Written exercise: Rewrite all of the items below, changing every "integer pixel" to "whole-number pixel" and keeping everything else the same.

Dataset rows:
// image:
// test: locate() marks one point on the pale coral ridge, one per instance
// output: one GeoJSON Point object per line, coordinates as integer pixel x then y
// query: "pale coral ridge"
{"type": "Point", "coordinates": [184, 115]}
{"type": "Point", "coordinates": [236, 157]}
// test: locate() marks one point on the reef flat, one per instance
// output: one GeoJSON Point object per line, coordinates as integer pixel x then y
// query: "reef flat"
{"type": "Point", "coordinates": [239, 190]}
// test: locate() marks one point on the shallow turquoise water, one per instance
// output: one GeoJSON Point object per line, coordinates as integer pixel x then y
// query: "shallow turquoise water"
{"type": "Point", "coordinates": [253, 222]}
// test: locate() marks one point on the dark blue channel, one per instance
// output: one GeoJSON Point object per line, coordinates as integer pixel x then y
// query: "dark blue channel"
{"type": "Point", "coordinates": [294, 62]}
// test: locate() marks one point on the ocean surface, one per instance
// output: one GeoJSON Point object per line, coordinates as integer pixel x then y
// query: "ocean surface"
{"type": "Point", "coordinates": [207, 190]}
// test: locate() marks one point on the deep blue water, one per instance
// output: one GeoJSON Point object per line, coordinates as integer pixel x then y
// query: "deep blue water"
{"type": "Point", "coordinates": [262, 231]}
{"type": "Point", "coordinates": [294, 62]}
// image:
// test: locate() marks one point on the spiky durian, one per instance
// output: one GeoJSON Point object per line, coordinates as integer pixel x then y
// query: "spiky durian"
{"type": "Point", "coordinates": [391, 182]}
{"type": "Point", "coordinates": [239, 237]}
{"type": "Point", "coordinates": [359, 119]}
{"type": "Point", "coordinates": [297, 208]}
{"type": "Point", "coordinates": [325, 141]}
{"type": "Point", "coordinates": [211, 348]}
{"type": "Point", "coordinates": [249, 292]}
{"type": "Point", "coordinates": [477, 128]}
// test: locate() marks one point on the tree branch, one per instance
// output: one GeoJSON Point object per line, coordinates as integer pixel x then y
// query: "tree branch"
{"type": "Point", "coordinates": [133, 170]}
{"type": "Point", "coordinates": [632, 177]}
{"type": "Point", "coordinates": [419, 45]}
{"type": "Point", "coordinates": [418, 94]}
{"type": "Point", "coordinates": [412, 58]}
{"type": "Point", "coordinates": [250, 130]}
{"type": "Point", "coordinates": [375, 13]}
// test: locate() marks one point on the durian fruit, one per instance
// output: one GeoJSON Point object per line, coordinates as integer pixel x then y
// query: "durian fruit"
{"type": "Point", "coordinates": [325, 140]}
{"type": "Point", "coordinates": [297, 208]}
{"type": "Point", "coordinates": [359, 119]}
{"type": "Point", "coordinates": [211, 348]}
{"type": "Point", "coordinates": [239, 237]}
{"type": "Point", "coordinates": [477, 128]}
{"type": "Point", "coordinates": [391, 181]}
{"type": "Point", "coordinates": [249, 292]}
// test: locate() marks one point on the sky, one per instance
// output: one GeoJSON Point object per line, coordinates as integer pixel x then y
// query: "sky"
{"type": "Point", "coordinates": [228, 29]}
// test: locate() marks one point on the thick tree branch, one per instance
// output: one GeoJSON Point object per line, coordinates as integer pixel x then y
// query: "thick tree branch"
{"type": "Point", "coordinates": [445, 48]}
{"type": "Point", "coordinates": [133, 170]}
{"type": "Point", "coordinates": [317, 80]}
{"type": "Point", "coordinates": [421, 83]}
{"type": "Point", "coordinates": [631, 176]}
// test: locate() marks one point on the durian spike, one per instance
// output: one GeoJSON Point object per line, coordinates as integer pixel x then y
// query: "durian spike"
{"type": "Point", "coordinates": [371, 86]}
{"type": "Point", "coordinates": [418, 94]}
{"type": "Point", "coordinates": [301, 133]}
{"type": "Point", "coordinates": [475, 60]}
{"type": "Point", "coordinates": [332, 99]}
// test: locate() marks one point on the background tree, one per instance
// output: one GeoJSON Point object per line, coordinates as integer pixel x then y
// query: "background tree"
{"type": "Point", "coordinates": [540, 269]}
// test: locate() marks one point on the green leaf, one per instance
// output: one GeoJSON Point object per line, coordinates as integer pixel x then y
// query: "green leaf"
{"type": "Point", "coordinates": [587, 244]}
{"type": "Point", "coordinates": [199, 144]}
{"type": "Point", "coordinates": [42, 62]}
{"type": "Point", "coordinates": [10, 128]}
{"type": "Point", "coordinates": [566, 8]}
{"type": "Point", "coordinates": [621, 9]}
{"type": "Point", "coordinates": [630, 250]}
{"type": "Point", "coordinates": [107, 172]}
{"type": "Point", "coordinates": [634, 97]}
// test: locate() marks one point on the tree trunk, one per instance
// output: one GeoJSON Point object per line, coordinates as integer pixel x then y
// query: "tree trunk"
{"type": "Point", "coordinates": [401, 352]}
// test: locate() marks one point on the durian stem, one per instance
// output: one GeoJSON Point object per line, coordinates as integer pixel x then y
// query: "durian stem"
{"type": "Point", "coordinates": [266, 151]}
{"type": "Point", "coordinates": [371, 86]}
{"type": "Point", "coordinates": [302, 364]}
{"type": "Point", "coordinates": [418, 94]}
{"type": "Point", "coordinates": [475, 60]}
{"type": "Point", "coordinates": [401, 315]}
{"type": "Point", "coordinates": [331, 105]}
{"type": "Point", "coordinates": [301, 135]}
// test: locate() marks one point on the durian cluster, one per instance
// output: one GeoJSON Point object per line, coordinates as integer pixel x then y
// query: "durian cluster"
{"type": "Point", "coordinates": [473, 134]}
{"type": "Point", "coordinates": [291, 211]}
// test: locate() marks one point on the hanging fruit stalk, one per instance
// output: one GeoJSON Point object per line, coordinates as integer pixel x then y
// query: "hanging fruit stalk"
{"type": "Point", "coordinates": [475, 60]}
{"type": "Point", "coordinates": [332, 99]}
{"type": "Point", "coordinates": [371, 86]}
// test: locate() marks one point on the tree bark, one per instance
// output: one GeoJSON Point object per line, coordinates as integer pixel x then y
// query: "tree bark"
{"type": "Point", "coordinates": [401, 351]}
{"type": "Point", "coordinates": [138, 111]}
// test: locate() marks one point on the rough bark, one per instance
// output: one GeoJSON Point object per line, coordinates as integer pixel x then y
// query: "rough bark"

Worked solution:
// image:
// test: locate() marks one point on the pale coral ridge, one per instance
// output: one GeoJSON Point object per line, coordinates as whole-number pixel x then y
// query: "pale coral ridge"
{"type": "Point", "coordinates": [184, 115]}
{"type": "Point", "coordinates": [236, 157]}
// test: locate() marks one point on the reef flat, one per instance
// output: one GeoJSON Point object per line, coordinates as whole-number pixel x then y
// query: "reef flat"
{"type": "Point", "coordinates": [239, 190]}
// test: locate() marks one point on the shallow turquoise water, one per instance
// output: one GeoJSON Point object per line, coordinates as whole-number pixel x then y
// query: "shallow turquoise water"
{"type": "Point", "coordinates": [253, 222]}
// test: locate() marks one point on the dark blue channel, one per instance
// output: one GeoJSON Point object per line, coordinates as whole-number pixel x then y
// query: "dark blue channel"
{"type": "Point", "coordinates": [294, 62]}
// test: locate() marks one point on the ocean surface, one per instance
// output: one GeoJSON Point object per line, coordinates as whole-number pixel x then y
// query: "ocean surface"
{"type": "Point", "coordinates": [207, 190]}
// test: locate() marks one point on the deep blue water, one per instance
// output: one GeoJSON Point object per line, coordinates as whole-number pixel x then y
// query: "deep blue water"
{"type": "Point", "coordinates": [262, 231]}
{"type": "Point", "coordinates": [294, 62]}
// image:
// test: locate() marks one point on the spiky durian, one per instance
// output: one GeoJSON Point object per line, coordinates as whole-number pixel x then y
// query: "spiky durian"
{"type": "Point", "coordinates": [391, 182]}
{"type": "Point", "coordinates": [239, 237]}
{"type": "Point", "coordinates": [359, 119]}
{"type": "Point", "coordinates": [297, 208]}
{"type": "Point", "coordinates": [325, 141]}
{"type": "Point", "coordinates": [211, 348]}
{"type": "Point", "coordinates": [249, 292]}
{"type": "Point", "coordinates": [477, 128]}
// test: locate() marks one point on the tree branch, one per instance
// output: one GeoJSON Point object per line, coordinates as whole-number pixel x then y
// query: "tree branch"
{"type": "Point", "coordinates": [133, 170]}
{"type": "Point", "coordinates": [632, 177]}
{"type": "Point", "coordinates": [419, 45]}
{"type": "Point", "coordinates": [418, 94]}
{"type": "Point", "coordinates": [412, 58]}
{"type": "Point", "coordinates": [250, 130]}
{"type": "Point", "coordinates": [375, 13]}
// test: locate() marks one point on the durian fruit, one per instance
// output: one GeoJSON Point object per line, coordinates as whole-number pixel x then y
// query: "durian fruit"
{"type": "Point", "coordinates": [325, 140]}
{"type": "Point", "coordinates": [297, 208]}
{"type": "Point", "coordinates": [359, 119]}
{"type": "Point", "coordinates": [211, 348]}
{"type": "Point", "coordinates": [239, 237]}
{"type": "Point", "coordinates": [477, 128]}
{"type": "Point", "coordinates": [391, 181]}
{"type": "Point", "coordinates": [249, 292]}
// test: locate() marks one point on the sky, one per instance
// output: one GeoJSON Point object per line, coordinates as whole-number pixel x then y
// query: "sky"
{"type": "Point", "coordinates": [228, 29]}
// test: locate() marks one point on the thick tree branch, one per instance
// output: one GeoJSON Point object per line, coordinates as whole-number pixel x then y
// query: "thick tree branch"
{"type": "Point", "coordinates": [445, 48]}
{"type": "Point", "coordinates": [133, 170]}
{"type": "Point", "coordinates": [317, 80]}
{"type": "Point", "coordinates": [421, 83]}
{"type": "Point", "coordinates": [631, 176]}
// test: locate() marks one point on the durian spike, one per instance
// output: one GeoJSON Point object per line, coordinates as whole-number pixel x then y
// query: "durian spike"
{"type": "Point", "coordinates": [371, 86]}
{"type": "Point", "coordinates": [418, 94]}
{"type": "Point", "coordinates": [301, 133]}
{"type": "Point", "coordinates": [475, 60]}
{"type": "Point", "coordinates": [332, 99]}
// test: locate() marks one point on the background tree, one per instance
// output: one GeoJSON Point object per line, coordinates as whole-number pixel x then y
// query: "background tree"
{"type": "Point", "coordinates": [540, 269]}
// test: locate() marks one point on the green leaf, one per instance
// output: one GeoJSON Point object per line, coordinates as whole-number pixel x then y
// query: "green leaf"
{"type": "Point", "coordinates": [587, 244]}
{"type": "Point", "coordinates": [199, 144]}
{"type": "Point", "coordinates": [42, 62]}
{"type": "Point", "coordinates": [10, 128]}
{"type": "Point", "coordinates": [566, 8]}
{"type": "Point", "coordinates": [621, 9]}
{"type": "Point", "coordinates": [630, 250]}
{"type": "Point", "coordinates": [107, 172]}
{"type": "Point", "coordinates": [634, 97]}
// test: locate() marks one point on the tree trunk, one per instance
// output: one GeoJSON Point object per line, coordinates as whole-number pixel x then y
// query: "tree trunk"
{"type": "Point", "coordinates": [401, 352]}
// test: locate() marks one point on the durian stem, one per instance
// output: one GeoJSON Point object per line, coordinates as whole-number pixel x then y
// query: "durian stem"
{"type": "Point", "coordinates": [266, 151]}
{"type": "Point", "coordinates": [371, 86]}
{"type": "Point", "coordinates": [302, 364]}
{"type": "Point", "coordinates": [418, 94]}
{"type": "Point", "coordinates": [475, 60]}
{"type": "Point", "coordinates": [401, 315]}
{"type": "Point", "coordinates": [331, 105]}
{"type": "Point", "coordinates": [301, 135]}
// test: locate() marks one point on the durian cluster, one per instance
// output: one GeoJSON Point object per line, coordinates as whole-number pixel x then y
// query: "durian cluster"
{"type": "Point", "coordinates": [473, 134]}
{"type": "Point", "coordinates": [291, 211]}
// test: locate() marks one point on the hanging fruit stalk, one per instance
// output: one GeoJSON Point object per line, coordinates as whole-number pixel x then y
// query: "hanging fruit stalk"
{"type": "Point", "coordinates": [475, 60]}
{"type": "Point", "coordinates": [332, 99]}
{"type": "Point", "coordinates": [371, 86]}
// test: locate() marks one point on the tree bark, one per instance
// output: one GeoJSON Point object per line, coordinates as whole-number pixel x then y
// query: "tree bark"
{"type": "Point", "coordinates": [401, 351]}
{"type": "Point", "coordinates": [138, 111]}
// test: locate() marks one point on the rough bark, one per instance
// output: one GeoJSON Point object per line, coordinates as whole-number pixel x then y
// query: "rough bark"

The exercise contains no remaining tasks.